Okuma Parçası —
=======
Gündem

Esad Sonrası Suriye: Belirsizlik ve Kaos Kapıda

Suriye’de Heyet Tahrir Şam (HTŞ) ve Suriye Milli Ordusu’nun ani baskınları sonucunda Halep, Hama ve Humus gibi stratejik şehirler ele geçirildi. Bu saldırılar, 61 yıl boyunca iktidarda kalan Baas rejiminin sonunu getirdi ve Beşşar Esad, başkenti terk ederek kayboldu. Çeşitli iddialara göre Esad’ın vurulduğu veya kaybolduğu söylentileri gündemdeydi ancak 13 yıllık iç savaşın ardından Moskova’da ondan tekrar haber alınmaya başlandı.

Bu gelişmeler ışığında, Suriye geleceğine dair tartışmalar sürüyor. Sözcü TV Ana Haber Sunucusu Fatih Portakal, Esad’ın resmi olarak sığınmacı statüsüne girmesiyle ilgili dikkat çekici yorumlarda bulundu. Portakal, Rusya’nın Esad’ın arkasında duracağını tahmin ettiklerini belirterek, Orta Doğu uzmanlarının Suriye’nin düşmemesi gerektiğini savunduğunu aktardı. Ayrıca, 1922 Fransız haritasının parçalanmış bir Suriye’yi öngördüğüne dikkat çekerek, 2024 yılına geldiğimizde bile Suriye’nin kaosa sürüklenebileceğini ifade etti. Uzman görüşlerine göre, Suriye’de çok başlı bir yönetim modelinin ortaya çıkması mümkün.

Fatih Portakal, “Bugünkü sloganımız da ‘Ne oldum deme!'” diyerek, insanların geleceğe dair düşünmelerinin önemini vurguladı. Beşşar Esad’ın bir zamanlar Suriye Devlet Başkanı olarak bilindiğini, fakat günümüzde sığınmacı pozisyonuna düştüğünü hatırlattı. Şu an Esad ve ailesinin Moskova’da yaşadığını belirtti. Esad’ı diktatör bir lider olarak değerlendiren Portakal, insanların yaşadığı insanlık dışı durumlara ve kötü yönetimlere dikkat çekti.

Ayrıca, Murat Yetkin’in HTŞ ile ilgili tespitlerine değinerek, HTŞ’nin “kuzu postunda bir kurt mu, yoksa ılımlı bir İslamcı mı?” olduğu sorusunu gündeme getirdi. Avrupalıların HTŞ’yi terör örgütleri listesinden çıkarmaya çalışmasını sorgulayan Portakal, bunun kolay bir süreç olup olmayacağının zamanla anlaşılacağını belirtti. Eğitim, kadın hakları ve modernleşme gibi konularda belki HTŞ’nin söylemlerinin değişebileceğine dikkat çekti; ancak Suriye’nin rahat bir ülke olmasının mümkün olmadığını ifade etti. Zira ülkede herkesin elinde silah bulunduğunu ve bu silahların birbirlerine çevrilebileceğini hatırlattı.
=======
Yapılacak Alıştırmalar —
1/ Okuma parçasında adı geçen kişilerin hepsini yazın.
2/ Okuma parçasında "Suriye’de Heyet Tahrir" sözlerinden "haber alınmaya başlandı." sözlerine kadar uzanan kısmı hiç değiştirmeden yazın.
Girdiler, okuma parçasından bağımsız, ayrı bir malzemedir.
=======
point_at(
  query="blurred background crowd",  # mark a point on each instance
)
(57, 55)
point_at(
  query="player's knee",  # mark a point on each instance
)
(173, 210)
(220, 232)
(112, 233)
=======
Alıştırma Sonuçları —
1/ Beşşar Esad, Fatih Portakal, Murat Yetkin

2/
Suriye’de Heyet Tahrir Şam (HTŞ) ve Suriye Milli Ordusu’nun ani baskınları sonucunda Halep, Hama ve Humus gibi stratejik şehirler ele geçirildi. Bu saldırılar, 61 yıl boyunca iktidarda kalan Baas rejiminin sonunu getirdi ve Beşşar Esad, başkenti terk ederek kayboldu. Çeşitli iddialara göre Esad’ın vurulduğu veya kaybolduğu söylentileri gündemdeydi ancak 13 yıllık iç savaşın ardından Moskova’da ondan tekrar haber alınmaya başlandı.